▶ _Textauszug_:
Cornelius Cardew (1936 – 1981)
Alexander Goehr (geb. 1932)
Peter Maxwell Davies (geb. 1934)
Harrison Birtwistle (geb. 1934)
Brian Ferneyhough – Gavin Bryars (geb. 1943)
Michael Nyman (geb. 1944)
Jonathan Lloyd (geb. 1948)
Benedict Mason (geb. 1952)
George Benjamin (geb. 1960)
Mark-Anthony Turnage (geb. 1960)
Thomas Adès (geb. 1971)

Das traditionell konservative, von künstlerischen Strömungen auf dem Kontinent meist unbeeindruckte und während langer geschichtlicher Phasen wenig innovative englische Musikleben öffnete sich in der zweiten Jahrhunderthälfte, wenn auch mit Verzögerung, dem internationalen Dialog. Seit Anfang der sechziger Jahre rebellierten junge englische Komponisten gegen die als prinzipiell retrospektiv empfundene insulare Tradition (Vaughan Williams, Walton, Britten). Einzelne schlossen sich früh und mehr oder weniger umstandslos den Zirkeln der internationalen Avantgarde an: etwa der hochbegabte Cornelius Cardew (1936 – 1981), der u. a. in Köln bei Gottfried Michael Koenig studiert und Karlheinz Stockhausen assistiert hatte und der, beeinflusst von John Cage, variabel besetzte, teils graphisch notierte experimentelle Stücke von großer Originalität geschrieben hat (seltener auch für Orchester, z. B.: Autumn ’60, 1960; Movement, 1963; Bun Nr. 1, 1965).

▶ _Extrahierte Datensätze_:
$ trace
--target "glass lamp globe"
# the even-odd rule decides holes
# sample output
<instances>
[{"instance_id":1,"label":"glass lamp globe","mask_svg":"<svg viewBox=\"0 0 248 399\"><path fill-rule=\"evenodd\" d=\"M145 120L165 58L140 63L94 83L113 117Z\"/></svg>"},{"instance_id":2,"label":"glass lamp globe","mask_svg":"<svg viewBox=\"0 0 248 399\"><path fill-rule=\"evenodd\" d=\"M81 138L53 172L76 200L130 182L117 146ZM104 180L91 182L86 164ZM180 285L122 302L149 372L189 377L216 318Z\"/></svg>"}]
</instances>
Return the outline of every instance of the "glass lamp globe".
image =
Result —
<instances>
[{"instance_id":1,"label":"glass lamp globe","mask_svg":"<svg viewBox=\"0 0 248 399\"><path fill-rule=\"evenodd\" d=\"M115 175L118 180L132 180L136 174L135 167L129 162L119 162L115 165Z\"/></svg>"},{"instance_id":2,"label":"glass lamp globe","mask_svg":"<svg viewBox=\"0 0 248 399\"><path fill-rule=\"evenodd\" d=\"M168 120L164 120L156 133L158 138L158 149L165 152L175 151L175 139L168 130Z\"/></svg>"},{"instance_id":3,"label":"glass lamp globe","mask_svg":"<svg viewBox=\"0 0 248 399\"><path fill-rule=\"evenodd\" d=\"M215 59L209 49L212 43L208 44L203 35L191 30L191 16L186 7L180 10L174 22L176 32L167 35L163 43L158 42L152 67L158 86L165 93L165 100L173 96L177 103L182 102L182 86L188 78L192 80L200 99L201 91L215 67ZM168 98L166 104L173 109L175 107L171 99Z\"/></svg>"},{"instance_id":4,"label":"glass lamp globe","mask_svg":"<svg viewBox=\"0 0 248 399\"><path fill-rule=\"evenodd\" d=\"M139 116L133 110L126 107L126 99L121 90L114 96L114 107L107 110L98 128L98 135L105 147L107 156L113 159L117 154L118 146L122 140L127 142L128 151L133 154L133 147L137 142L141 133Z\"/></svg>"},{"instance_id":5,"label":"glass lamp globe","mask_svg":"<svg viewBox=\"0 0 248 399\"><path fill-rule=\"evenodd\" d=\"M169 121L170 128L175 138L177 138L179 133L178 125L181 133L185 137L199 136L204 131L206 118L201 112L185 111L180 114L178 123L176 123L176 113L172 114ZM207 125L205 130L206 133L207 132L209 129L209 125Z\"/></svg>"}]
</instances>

▶ _Anforderungen_:
Welche Orchesterstücke von Cornelius Cardew führt der Textauszug an? Gib jeweils Titel und Jahr an.

▶ _Ergebnis_:
- Autumn ’60 (1960)
- Movement (1963)
- Bun Nr. 1 (1965)